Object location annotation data
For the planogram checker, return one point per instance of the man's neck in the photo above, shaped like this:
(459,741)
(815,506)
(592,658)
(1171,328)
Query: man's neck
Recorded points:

● What to do: Reproduce these lines exactly as they appear.

● Task solution:
For the planogram checker, return one point per instance of the man's neck in the photo above, shaped like this:
(459,741)
(815,506)
(592,658)
(1171,328)
Query: man's neck
Recorded points:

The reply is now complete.